Segment Start: Dataset entries
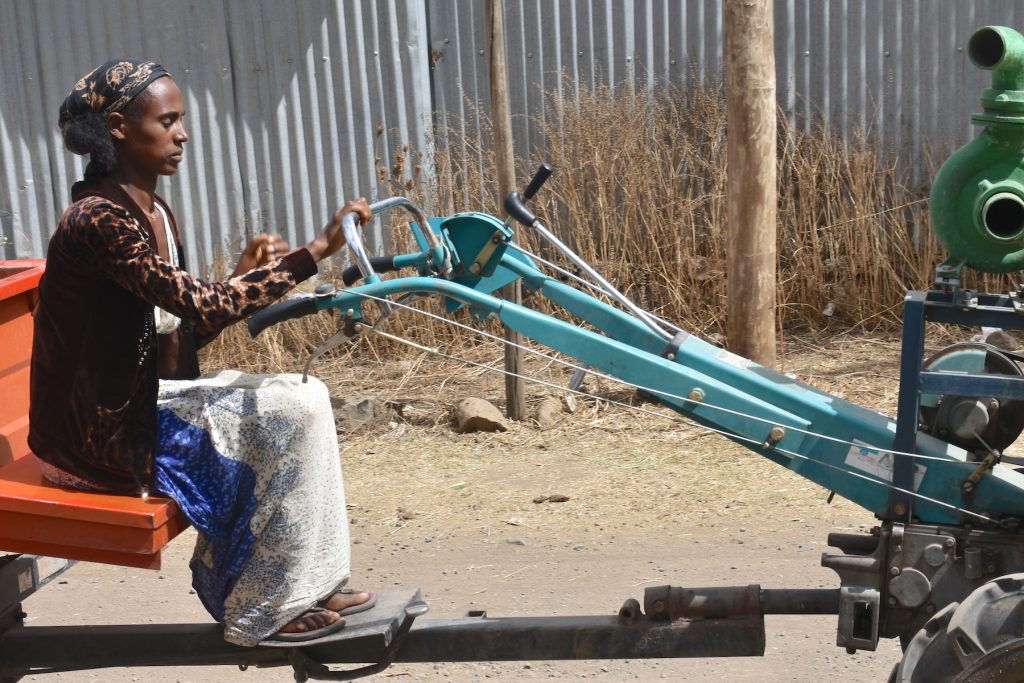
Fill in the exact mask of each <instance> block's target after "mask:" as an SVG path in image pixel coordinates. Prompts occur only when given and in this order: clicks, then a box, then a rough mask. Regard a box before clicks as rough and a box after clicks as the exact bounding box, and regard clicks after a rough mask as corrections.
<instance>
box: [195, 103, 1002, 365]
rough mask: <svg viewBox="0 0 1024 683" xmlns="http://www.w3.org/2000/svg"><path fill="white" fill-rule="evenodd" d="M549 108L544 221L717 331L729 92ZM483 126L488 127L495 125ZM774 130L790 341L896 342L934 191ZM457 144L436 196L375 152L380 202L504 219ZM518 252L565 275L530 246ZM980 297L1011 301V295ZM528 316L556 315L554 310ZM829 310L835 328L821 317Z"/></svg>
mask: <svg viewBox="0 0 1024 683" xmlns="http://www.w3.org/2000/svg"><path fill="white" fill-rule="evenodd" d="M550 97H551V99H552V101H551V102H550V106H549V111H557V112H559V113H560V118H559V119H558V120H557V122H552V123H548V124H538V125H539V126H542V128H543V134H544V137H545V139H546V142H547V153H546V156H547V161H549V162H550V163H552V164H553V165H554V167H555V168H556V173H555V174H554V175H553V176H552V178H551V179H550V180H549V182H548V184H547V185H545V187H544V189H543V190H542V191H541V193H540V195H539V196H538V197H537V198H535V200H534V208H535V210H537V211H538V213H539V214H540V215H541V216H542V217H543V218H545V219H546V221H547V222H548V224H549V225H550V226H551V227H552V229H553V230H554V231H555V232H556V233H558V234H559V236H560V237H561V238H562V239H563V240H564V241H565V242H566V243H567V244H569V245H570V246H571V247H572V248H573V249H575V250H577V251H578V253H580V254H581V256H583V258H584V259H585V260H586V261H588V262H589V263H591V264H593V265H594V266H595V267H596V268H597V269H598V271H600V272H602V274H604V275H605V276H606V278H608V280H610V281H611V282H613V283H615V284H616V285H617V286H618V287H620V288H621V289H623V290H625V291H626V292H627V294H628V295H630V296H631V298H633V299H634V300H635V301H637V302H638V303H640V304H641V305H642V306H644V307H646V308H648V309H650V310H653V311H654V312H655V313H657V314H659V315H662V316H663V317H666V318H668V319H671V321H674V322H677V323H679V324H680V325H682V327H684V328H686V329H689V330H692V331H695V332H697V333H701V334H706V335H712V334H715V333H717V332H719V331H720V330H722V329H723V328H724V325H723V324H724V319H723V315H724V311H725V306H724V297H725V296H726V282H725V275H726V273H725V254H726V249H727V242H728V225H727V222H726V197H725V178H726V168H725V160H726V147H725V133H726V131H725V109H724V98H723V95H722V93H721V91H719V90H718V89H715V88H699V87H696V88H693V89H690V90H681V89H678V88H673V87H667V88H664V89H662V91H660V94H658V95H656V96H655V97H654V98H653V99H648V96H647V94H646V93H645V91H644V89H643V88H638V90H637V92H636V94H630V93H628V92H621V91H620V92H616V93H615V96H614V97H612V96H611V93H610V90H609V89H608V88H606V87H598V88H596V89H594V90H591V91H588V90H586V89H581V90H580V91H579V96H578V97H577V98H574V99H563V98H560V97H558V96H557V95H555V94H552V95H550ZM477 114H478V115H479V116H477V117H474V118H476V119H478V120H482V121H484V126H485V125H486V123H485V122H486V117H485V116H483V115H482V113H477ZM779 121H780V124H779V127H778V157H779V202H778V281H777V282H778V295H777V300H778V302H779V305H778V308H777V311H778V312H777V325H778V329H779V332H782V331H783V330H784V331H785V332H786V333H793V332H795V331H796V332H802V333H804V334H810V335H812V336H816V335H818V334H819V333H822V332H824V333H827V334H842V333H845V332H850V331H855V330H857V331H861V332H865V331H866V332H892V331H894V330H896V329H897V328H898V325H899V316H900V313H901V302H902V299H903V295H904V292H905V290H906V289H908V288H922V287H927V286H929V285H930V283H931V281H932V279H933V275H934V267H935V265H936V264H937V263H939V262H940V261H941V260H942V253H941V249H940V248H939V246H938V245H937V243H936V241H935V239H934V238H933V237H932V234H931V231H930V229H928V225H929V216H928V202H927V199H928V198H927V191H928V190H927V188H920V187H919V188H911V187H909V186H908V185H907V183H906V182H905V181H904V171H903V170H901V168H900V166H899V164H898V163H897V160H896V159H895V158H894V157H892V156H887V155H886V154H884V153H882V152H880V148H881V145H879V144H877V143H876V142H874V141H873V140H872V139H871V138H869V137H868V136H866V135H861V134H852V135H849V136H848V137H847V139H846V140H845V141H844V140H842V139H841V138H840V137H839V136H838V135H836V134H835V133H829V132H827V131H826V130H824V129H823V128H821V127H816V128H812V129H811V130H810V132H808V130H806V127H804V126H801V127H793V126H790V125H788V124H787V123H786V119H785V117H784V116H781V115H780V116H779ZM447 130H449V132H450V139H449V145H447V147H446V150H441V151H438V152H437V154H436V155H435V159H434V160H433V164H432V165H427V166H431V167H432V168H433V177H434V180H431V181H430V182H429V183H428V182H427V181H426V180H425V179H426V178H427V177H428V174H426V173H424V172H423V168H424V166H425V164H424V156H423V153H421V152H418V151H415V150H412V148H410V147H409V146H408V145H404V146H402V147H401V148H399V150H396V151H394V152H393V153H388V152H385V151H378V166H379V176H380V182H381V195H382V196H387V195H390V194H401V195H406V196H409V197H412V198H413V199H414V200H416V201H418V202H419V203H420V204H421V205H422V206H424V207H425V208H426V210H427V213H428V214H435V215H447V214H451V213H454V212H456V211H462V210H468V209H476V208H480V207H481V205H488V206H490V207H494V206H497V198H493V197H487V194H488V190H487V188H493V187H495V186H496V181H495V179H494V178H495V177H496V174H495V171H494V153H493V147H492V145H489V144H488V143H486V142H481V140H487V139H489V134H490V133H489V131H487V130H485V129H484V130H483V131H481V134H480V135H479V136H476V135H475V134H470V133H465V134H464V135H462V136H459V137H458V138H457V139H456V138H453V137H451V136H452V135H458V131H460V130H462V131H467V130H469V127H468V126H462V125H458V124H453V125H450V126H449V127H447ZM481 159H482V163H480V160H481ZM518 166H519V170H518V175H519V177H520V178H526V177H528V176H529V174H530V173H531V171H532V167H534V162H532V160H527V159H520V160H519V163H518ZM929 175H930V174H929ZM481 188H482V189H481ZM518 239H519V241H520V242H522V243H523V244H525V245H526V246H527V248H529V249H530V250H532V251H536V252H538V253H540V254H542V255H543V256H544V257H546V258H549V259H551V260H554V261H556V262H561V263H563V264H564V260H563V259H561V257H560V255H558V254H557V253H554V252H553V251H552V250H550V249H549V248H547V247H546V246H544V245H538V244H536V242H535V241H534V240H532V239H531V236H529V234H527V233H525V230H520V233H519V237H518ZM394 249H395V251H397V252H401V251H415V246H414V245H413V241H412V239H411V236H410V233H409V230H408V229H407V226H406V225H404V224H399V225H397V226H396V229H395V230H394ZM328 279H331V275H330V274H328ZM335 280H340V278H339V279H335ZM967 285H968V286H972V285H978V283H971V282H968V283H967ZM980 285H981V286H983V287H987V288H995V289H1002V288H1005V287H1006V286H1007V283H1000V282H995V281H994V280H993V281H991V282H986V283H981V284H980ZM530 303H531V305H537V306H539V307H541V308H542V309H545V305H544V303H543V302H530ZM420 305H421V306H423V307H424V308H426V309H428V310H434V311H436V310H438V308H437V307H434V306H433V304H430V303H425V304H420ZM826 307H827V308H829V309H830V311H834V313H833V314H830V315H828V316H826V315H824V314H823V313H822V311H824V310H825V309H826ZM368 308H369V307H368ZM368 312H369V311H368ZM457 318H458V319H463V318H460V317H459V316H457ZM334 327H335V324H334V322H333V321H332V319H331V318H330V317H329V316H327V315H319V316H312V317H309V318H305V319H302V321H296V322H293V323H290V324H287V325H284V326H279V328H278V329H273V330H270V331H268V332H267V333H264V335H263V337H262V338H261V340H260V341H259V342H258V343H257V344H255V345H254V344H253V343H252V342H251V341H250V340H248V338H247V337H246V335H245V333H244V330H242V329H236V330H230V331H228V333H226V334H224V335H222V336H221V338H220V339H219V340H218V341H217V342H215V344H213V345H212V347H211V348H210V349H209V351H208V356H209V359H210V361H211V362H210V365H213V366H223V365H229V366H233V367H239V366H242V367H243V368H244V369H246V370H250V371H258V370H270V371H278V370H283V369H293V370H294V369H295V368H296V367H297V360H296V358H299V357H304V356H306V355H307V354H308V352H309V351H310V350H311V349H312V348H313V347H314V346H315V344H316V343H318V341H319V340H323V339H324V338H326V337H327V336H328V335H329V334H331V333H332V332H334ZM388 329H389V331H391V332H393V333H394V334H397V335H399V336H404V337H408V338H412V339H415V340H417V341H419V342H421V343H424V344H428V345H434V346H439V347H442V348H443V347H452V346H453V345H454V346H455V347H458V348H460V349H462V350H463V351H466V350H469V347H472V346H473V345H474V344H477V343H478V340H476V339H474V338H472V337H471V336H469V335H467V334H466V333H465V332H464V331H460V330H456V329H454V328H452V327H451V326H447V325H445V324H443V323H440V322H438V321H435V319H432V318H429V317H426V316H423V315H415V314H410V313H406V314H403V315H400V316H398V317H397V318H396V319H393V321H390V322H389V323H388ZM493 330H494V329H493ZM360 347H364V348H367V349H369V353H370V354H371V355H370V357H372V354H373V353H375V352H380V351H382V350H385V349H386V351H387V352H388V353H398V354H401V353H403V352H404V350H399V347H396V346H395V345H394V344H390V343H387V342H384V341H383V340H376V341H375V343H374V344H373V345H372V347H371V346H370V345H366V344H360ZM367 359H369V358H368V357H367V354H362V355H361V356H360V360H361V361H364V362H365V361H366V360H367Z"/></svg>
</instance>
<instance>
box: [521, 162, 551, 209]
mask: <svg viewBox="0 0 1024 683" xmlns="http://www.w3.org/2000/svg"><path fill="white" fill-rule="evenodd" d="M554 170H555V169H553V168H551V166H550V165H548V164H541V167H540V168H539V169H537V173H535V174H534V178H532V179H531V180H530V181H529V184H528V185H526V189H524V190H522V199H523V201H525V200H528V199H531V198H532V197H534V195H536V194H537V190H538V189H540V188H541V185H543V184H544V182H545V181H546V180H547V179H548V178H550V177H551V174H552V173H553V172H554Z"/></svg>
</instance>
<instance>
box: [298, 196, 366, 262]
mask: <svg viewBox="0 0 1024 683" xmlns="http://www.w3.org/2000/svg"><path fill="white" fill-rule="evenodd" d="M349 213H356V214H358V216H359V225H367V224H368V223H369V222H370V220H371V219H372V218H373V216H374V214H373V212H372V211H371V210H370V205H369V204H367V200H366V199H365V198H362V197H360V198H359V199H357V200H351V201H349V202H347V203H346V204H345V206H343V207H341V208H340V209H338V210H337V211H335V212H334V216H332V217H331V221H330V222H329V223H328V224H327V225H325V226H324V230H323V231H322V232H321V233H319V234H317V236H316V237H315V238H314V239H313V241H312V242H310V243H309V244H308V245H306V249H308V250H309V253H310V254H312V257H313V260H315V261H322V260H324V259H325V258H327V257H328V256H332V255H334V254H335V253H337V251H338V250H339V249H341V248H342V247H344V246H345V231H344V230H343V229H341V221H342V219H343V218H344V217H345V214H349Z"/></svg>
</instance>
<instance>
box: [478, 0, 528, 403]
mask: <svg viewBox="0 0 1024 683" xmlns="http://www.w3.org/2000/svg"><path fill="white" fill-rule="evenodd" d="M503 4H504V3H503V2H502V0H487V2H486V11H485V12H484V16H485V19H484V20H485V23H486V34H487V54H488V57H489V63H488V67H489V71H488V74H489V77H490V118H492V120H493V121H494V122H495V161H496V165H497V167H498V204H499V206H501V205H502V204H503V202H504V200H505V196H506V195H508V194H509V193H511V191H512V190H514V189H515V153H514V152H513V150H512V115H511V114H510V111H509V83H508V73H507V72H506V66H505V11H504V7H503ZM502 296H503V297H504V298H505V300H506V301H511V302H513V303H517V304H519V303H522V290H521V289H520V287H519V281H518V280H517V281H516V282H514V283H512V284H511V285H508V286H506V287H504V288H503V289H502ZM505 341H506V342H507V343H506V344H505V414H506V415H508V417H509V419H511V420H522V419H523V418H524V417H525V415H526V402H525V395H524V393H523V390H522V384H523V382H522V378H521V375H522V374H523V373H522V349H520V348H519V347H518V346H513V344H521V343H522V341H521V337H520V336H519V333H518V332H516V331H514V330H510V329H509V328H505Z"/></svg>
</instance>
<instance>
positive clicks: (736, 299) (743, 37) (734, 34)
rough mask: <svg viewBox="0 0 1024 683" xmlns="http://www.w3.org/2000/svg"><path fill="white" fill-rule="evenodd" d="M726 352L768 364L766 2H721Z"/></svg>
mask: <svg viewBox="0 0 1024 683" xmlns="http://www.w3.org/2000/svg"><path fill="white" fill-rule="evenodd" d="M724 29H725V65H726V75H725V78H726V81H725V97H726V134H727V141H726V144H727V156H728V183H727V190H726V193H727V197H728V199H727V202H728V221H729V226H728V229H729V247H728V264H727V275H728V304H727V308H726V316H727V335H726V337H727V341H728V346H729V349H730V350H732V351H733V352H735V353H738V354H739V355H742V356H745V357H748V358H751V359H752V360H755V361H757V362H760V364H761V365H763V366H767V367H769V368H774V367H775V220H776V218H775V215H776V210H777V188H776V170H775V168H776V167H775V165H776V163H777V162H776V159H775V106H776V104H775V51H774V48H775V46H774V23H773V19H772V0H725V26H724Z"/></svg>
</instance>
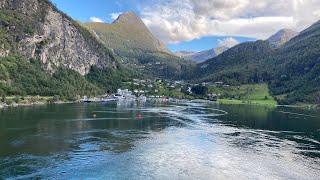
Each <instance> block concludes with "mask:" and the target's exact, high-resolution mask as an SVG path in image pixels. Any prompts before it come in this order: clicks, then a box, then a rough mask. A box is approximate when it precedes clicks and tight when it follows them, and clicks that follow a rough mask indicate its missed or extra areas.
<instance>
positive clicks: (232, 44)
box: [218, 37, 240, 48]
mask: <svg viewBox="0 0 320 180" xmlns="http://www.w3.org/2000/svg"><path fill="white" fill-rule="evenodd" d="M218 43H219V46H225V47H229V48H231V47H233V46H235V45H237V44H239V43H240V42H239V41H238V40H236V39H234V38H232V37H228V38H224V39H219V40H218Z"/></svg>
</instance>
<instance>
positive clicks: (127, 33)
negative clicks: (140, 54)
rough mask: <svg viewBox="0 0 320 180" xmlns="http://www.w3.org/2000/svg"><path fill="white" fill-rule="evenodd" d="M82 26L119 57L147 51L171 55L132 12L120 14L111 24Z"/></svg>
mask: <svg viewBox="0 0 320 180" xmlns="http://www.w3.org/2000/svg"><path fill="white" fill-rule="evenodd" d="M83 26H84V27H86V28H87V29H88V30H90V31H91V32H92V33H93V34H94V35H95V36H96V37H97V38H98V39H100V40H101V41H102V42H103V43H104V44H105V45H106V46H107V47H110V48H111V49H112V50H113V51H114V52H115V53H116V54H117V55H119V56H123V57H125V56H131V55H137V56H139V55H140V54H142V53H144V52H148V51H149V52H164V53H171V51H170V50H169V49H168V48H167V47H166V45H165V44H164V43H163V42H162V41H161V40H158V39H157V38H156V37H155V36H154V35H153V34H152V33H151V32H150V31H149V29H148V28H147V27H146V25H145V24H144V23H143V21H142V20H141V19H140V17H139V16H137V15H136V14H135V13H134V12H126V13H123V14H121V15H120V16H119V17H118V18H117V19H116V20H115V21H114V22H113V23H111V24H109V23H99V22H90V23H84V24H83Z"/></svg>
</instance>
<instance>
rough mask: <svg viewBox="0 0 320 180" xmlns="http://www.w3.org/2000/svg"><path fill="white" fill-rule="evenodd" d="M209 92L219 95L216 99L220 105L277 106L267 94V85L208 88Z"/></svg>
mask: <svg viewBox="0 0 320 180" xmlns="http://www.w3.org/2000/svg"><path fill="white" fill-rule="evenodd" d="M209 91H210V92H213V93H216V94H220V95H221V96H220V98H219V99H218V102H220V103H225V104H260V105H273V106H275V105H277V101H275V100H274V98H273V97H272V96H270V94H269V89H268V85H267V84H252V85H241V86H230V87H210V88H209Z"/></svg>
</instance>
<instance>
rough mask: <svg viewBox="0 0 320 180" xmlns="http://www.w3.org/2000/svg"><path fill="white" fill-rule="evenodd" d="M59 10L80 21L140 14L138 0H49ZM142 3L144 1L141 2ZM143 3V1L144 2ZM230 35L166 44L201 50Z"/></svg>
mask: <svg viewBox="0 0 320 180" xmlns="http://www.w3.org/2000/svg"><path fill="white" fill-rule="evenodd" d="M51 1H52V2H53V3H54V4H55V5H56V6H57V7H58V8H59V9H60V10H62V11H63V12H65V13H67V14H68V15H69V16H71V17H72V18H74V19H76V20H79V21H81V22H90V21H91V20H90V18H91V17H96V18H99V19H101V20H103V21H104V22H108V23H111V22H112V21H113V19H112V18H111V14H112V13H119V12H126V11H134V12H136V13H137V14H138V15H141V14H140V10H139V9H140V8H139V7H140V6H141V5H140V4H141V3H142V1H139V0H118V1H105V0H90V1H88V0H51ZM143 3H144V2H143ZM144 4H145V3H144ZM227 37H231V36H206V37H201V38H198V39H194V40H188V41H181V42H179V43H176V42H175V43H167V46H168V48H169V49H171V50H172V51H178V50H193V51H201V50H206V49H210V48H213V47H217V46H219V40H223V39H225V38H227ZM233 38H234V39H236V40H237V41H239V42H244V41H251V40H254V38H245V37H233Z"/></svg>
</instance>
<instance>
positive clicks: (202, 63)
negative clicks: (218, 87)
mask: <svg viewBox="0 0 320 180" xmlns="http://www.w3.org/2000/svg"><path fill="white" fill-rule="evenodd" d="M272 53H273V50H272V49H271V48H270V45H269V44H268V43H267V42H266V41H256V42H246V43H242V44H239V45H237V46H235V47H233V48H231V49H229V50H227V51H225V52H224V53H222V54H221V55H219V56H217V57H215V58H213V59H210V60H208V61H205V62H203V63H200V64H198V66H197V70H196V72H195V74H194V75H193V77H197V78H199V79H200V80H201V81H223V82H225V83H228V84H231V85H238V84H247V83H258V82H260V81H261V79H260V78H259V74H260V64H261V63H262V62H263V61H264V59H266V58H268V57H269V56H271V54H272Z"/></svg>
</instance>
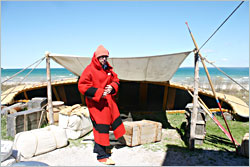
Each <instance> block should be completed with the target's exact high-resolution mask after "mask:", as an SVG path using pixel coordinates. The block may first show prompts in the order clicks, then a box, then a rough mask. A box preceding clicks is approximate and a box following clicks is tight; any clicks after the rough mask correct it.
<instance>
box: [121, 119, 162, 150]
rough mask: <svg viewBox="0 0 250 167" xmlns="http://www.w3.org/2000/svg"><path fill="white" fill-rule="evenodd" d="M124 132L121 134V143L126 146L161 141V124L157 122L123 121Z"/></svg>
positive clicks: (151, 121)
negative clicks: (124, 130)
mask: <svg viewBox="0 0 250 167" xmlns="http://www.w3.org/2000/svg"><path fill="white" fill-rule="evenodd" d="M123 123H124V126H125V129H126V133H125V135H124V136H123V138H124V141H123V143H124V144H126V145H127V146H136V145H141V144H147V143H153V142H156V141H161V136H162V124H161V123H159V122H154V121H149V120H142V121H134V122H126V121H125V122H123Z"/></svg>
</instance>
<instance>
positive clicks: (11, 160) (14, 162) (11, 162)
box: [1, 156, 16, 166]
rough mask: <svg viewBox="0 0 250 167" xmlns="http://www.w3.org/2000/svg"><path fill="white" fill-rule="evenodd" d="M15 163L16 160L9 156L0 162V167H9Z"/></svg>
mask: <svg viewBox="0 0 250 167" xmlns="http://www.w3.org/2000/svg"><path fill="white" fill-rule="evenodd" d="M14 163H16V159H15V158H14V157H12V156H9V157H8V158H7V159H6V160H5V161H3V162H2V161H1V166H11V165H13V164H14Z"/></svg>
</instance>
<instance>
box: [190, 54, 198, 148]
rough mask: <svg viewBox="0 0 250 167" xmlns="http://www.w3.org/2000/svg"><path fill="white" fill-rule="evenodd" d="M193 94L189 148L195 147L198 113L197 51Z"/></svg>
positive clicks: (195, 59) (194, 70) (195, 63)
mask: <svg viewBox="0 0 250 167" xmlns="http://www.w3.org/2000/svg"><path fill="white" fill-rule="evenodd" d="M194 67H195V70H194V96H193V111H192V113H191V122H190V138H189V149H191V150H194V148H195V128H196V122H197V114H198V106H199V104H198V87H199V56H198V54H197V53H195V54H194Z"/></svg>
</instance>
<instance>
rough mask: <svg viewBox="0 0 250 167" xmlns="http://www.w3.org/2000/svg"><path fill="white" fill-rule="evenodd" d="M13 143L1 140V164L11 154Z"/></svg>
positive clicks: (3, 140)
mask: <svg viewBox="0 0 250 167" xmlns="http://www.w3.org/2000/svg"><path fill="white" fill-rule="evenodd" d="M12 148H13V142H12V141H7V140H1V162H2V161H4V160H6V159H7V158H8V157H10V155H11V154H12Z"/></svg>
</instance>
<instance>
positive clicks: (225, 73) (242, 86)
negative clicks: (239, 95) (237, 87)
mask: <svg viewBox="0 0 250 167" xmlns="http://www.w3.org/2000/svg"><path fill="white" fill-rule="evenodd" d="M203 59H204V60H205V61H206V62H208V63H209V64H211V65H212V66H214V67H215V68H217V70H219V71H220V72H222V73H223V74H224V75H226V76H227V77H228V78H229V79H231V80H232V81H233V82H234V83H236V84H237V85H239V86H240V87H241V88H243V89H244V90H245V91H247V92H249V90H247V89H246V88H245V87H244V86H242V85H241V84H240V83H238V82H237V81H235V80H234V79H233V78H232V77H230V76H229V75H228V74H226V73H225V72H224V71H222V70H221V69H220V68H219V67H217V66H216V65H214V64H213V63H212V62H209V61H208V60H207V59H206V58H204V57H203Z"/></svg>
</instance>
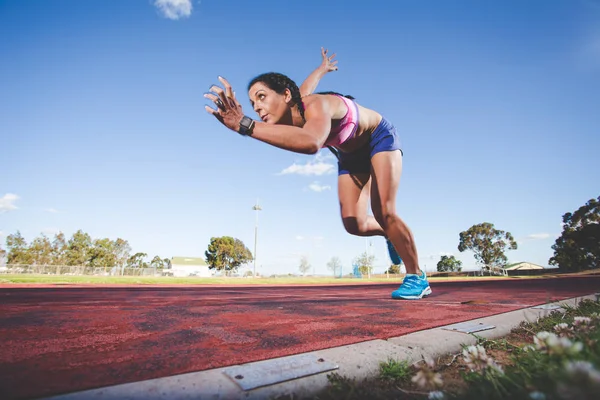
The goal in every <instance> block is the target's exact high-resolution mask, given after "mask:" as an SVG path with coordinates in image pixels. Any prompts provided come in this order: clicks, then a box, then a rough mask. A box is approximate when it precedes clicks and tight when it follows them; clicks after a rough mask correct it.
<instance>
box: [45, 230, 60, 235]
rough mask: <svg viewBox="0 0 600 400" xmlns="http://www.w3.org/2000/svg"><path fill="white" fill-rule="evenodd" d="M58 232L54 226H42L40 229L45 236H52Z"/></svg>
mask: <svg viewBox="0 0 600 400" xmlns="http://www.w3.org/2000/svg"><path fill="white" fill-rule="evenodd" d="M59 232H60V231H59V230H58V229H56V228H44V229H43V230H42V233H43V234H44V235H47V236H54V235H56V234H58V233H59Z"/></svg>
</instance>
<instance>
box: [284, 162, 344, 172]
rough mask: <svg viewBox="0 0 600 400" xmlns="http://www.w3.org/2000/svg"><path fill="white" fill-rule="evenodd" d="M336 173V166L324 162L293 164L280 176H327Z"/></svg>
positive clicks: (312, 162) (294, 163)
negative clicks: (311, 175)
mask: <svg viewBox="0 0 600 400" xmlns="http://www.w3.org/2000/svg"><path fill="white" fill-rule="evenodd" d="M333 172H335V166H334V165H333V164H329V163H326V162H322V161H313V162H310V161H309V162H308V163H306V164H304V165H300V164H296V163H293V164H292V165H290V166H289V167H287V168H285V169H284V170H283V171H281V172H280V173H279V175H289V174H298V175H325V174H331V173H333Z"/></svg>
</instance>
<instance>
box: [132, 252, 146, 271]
Segment End: Dataset entries
**Exercise**
Reproduce everything from the line containing "negative clicks: (311, 175)" down to the end of the data above, keeping every character unchanged.

**Exercise output**
negative clicks: (311, 175)
mask: <svg viewBox="0 0 600 400" xmlns="http://www.w3.org/2000/svg"><path fill="white" fill-rule="evenodd" d="M333 172H335V166H334V165H333V164H329V163H326V162H322V161H313V162H310V161H309V162H308V163H306V164H304V165H300V164H296V163H293V164H292V165H290V166H289V167H287V168H285V169H284V170H283V171H281V172H280V173H279V175H289V174H298V175H325V174H331V173H333Z"/></svg>
</instance>
<instance>
box: [132, 252, 146, 271]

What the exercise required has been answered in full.